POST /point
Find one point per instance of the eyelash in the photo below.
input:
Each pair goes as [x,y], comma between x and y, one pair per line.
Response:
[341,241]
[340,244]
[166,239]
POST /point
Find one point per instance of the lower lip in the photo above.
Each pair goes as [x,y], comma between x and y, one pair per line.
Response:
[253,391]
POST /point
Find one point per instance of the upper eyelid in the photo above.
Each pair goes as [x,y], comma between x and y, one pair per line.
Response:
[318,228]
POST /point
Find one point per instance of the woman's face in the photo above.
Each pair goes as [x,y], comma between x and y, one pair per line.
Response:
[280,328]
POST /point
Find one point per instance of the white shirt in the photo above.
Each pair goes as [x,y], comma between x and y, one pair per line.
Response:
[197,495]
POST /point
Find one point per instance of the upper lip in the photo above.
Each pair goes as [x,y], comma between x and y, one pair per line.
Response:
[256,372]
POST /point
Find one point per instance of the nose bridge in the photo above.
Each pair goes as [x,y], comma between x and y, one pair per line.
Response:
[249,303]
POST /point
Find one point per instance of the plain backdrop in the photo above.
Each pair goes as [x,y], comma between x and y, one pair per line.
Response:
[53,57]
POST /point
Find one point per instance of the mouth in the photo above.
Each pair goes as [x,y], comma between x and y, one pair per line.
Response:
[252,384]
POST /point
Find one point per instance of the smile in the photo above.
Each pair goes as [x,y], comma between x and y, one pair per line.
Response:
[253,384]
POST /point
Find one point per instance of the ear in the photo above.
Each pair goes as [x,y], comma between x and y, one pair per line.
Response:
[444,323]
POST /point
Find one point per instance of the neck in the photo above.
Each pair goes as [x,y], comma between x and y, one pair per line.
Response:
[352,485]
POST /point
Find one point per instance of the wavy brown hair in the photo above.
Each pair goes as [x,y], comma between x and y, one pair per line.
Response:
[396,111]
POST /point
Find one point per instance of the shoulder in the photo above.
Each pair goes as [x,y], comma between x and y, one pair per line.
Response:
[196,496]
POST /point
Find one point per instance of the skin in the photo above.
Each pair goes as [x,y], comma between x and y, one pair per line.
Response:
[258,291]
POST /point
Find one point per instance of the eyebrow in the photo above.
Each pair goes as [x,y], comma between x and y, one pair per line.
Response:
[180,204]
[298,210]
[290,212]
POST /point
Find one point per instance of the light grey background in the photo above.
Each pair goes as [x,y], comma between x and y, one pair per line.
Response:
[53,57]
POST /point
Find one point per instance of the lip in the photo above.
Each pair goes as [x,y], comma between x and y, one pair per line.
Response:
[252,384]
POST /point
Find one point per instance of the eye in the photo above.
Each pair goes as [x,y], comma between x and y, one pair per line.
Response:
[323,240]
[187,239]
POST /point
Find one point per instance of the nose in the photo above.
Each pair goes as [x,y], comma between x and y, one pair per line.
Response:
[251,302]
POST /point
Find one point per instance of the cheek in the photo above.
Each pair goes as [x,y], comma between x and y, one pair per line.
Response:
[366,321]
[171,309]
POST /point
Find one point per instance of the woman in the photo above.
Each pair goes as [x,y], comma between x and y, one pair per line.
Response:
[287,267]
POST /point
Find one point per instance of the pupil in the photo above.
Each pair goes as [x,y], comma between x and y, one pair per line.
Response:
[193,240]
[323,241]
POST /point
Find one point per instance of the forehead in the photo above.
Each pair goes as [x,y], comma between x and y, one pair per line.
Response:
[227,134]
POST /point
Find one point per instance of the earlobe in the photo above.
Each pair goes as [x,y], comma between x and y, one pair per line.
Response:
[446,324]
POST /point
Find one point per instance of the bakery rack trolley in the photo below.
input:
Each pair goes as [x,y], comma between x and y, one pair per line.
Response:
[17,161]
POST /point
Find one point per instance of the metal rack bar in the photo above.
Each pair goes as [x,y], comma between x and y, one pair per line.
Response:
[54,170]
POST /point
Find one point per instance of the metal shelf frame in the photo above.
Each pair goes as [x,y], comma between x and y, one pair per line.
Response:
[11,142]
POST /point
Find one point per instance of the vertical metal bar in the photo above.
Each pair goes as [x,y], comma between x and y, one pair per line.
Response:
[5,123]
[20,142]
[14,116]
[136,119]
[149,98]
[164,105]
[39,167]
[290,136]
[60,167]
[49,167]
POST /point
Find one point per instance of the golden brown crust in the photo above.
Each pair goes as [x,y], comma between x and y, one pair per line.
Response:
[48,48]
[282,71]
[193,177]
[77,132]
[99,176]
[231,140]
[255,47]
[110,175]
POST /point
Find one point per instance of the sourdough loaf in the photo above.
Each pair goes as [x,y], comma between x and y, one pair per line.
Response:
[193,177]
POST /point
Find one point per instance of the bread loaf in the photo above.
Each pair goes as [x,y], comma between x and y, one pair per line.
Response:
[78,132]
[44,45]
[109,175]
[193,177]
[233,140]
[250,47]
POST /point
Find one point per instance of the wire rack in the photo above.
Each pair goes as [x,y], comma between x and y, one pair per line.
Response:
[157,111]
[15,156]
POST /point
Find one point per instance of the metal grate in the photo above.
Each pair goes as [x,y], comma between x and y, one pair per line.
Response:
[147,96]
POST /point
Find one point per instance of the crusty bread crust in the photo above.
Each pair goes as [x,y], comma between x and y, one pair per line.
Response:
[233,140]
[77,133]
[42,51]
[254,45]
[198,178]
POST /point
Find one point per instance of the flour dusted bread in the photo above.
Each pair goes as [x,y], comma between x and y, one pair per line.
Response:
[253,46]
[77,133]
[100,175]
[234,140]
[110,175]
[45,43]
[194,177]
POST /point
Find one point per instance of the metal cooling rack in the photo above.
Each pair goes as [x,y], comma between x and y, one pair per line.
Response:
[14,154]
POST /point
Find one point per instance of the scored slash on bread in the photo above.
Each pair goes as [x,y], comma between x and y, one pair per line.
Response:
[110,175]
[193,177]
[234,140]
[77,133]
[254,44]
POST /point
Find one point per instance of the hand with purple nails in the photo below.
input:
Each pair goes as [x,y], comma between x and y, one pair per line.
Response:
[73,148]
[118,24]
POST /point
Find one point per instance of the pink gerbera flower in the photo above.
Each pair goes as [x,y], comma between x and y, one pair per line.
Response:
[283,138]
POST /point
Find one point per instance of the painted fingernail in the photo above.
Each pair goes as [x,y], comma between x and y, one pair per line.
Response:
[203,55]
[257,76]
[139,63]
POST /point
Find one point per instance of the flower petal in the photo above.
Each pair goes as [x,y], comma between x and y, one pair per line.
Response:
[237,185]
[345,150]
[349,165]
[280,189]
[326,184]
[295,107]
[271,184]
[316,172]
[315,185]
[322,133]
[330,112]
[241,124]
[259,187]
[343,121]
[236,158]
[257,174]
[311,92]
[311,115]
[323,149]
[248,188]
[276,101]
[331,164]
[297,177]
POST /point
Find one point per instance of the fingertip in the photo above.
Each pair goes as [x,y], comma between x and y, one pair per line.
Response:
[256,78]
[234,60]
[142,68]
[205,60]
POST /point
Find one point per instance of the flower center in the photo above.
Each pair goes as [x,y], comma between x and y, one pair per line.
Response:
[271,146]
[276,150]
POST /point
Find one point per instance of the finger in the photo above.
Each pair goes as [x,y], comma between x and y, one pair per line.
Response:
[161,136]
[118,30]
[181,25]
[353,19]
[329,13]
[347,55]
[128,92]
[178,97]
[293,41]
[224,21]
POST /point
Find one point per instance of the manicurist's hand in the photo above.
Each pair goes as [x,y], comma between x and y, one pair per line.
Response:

Aim:
List each line of the data above that contains the word "woman".

Task solution:
Find one point per instance of the woman's face in the photo above.
Find one point per instance of the woman in the photo above.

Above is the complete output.